• _EXERCISE AIM_
Without omitting anything, copy every entry word for word.

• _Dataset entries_
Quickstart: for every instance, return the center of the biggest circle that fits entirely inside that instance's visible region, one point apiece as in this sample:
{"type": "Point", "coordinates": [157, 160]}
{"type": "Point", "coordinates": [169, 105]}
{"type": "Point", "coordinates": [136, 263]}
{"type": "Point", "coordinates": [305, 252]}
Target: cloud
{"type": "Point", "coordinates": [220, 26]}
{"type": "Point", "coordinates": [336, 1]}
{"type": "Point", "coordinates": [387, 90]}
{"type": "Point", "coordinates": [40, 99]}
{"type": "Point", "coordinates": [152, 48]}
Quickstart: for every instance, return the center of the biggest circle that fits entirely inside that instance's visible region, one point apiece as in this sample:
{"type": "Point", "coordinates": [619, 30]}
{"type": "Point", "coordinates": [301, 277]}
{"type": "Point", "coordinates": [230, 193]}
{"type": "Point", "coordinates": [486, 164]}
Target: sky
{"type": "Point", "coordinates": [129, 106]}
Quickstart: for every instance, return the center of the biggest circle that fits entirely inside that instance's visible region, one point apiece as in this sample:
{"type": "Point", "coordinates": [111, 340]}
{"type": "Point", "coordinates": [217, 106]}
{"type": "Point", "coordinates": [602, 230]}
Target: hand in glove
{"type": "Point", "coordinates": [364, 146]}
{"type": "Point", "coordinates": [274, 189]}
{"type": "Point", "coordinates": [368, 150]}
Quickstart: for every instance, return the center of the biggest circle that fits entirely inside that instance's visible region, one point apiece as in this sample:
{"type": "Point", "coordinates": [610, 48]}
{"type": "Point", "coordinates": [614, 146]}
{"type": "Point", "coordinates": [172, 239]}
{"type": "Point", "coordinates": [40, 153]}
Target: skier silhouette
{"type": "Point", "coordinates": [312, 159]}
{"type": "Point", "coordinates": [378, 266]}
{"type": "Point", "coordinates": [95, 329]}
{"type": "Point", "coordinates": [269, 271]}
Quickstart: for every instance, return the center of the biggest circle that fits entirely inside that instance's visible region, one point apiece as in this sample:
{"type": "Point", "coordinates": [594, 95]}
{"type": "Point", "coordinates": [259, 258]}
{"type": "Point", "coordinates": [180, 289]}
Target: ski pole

• _OUTPUT BELOW_
Quickstart: for every instance, return the center of the biggest circle that fits entirely inside that instance's visible region, one point apiece as in this sample:
{"type": "Point", "coordinates": [157, 160]}
{"type": "Point", "coordinates": [169, 105]}
{"type": "Point", "coordinates": [136, 263]}
{"type": "Point", "coordinates": [305, 252]}
Target: cloud
{"type": "Point", "coordinates": [220, 26]}
{"type": "Point", "coordinates": [336, 1]}
{"type": "Point", "coordinates": [387, 90]}
{"type": "Point", "coordinates": [40, 99]}
{"type": "Point", "coordinates": [152, 48]}
Quickstart: for every instance, return the center of the biggest circle that fits entirely inside that instance's visible region, one point apiece as in this sample:
{"type": "Point", "coordinates": [619, 30]}
{"type": "Point", "coordinates": [301, 277]}
{"type": "Point", "coordinates": [230, 193]}
{"type": "Point", "coordinates": [486, 164]}
Target: sky
{"type": "Point", "coordinates": [129, 106]}
Quickstart: for every instance, return the center of the biggest circle that fits entirely inside that instance's visible region, one point apiece as in this sample:
{"type": "Point", "coordinates": [111, 340]}
{"type": "Point", "coordinates": [217, 106]}
{"type": "Point", "coordinates": [602, 230]}
Target: hand in glove
{"type": "Point", "coordinates": [364, 146]}
{"type": "Point", "coordinates": [274, 189]}
{"type": "Point", "coordinates": [368, 150]}
Quickstart: for every instance, return the center of the biggest circle that fits entirely inside that instance's visible region, one point apiece as in this sample:
{"type": "Point", "coordinates": [610, 48]}
{"type": "Point", "coordinates": [614, 146]}
{"type": "Point", "coordinates": [172, 239]}
{"type": "Point", "coordinates": [40, 153]}
Target: skier silhouette
{"type": "Point", "coordinates": [312, 159]}
{"type": "Point", "coordinates": [378, 266]}
{"type": "Point", "coordinates": [95, 329]}
{"type": "Point", "coordinates": [269, 271]}
Quickstart: for every instance, return the center of the biggest circle that fits entirely inside that instance's visible region, one point apiece as in this sample:
{"type": "Point", "coordinates": [594, 95]}
{"type": "Point", "coordinates": [259, 258]}
{"type": "Point", "coordinates": [180, 289]}
Target: ski pole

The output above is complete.